## YOUR GOAL:
In the text about Wagerup below, print everything from "- Postcode: 6215" to "south of Waroona." word for word.

- The ruins of the Wagerup Post Office, which operated from 1944 to 1977
- Interactive map of Wagerup
- Coordinates: 32°57′00″S 115°54′00″E﻿ / ﻿32.95000°S 115.90000°E
- Country: Australia
- State: Western Australia
- LGA: Shire of Waroona;
- Location: 124 km (77 mi) from Perth; 20 km (12 mi) from Harvey;
- Established: 1890s

Government
- • State electorate: Murray-Wellington;
- • Federal division: Forrest;

Area
- • Total: 154.9 km^{2} (59.8 sq mi)

Population
- • Total: 52 (SAL 2021)
- Postcode: 6215
Localities around Wagerup
| Waroona | Hamel | Waroona |
| Lake Clifton | Wagerup | Nanga Brook |
| Myalup | Yarloop | Hoffman |

= Wagerup, Western Australia =

Wagerup is a town in the Peel region of Western Australia just off the South Western Highway. It is located between Waroona and Harvey, 12 km south of Waroona.

## EXTRACTED ENTRIES:
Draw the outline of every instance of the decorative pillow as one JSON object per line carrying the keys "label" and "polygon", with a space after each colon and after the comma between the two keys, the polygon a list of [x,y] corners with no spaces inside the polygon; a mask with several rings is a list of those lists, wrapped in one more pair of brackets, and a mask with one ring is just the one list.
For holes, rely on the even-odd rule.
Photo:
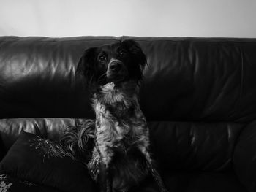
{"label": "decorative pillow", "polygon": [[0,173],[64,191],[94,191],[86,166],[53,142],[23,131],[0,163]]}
==
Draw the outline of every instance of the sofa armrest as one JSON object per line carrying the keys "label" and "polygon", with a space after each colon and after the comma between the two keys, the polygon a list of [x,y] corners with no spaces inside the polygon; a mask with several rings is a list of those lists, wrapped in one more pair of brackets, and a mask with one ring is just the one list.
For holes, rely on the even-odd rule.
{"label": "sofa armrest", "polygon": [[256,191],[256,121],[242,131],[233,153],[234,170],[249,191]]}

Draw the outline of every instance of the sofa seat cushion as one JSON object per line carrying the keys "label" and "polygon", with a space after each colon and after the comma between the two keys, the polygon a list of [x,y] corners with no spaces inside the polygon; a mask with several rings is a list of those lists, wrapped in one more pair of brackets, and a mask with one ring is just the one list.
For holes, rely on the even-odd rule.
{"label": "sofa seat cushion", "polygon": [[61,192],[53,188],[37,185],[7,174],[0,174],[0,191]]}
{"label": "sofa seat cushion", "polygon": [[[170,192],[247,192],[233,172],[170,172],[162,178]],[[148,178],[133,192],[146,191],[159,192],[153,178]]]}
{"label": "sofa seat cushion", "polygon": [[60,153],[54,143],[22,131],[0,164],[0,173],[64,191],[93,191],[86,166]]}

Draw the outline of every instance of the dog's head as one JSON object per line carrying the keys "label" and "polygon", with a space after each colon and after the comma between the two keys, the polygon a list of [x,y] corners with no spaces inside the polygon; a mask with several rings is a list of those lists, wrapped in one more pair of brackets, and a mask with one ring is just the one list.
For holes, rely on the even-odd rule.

## WRITTEN SOLUTION:
- Postcode: 6215
Localities around Wagerup
| Waroona | Hamel | Waroona |
| Lake Clifton | Wagerup | Nanga Brook |
| Myalup | Yarloop | Hoffman |

= Wagerup, Western Australia =

Wagerup is a town in the Peel region of Western Australia just off the South Western Highway. It is located between Waroona and Harvey, 12 km south of Waroona.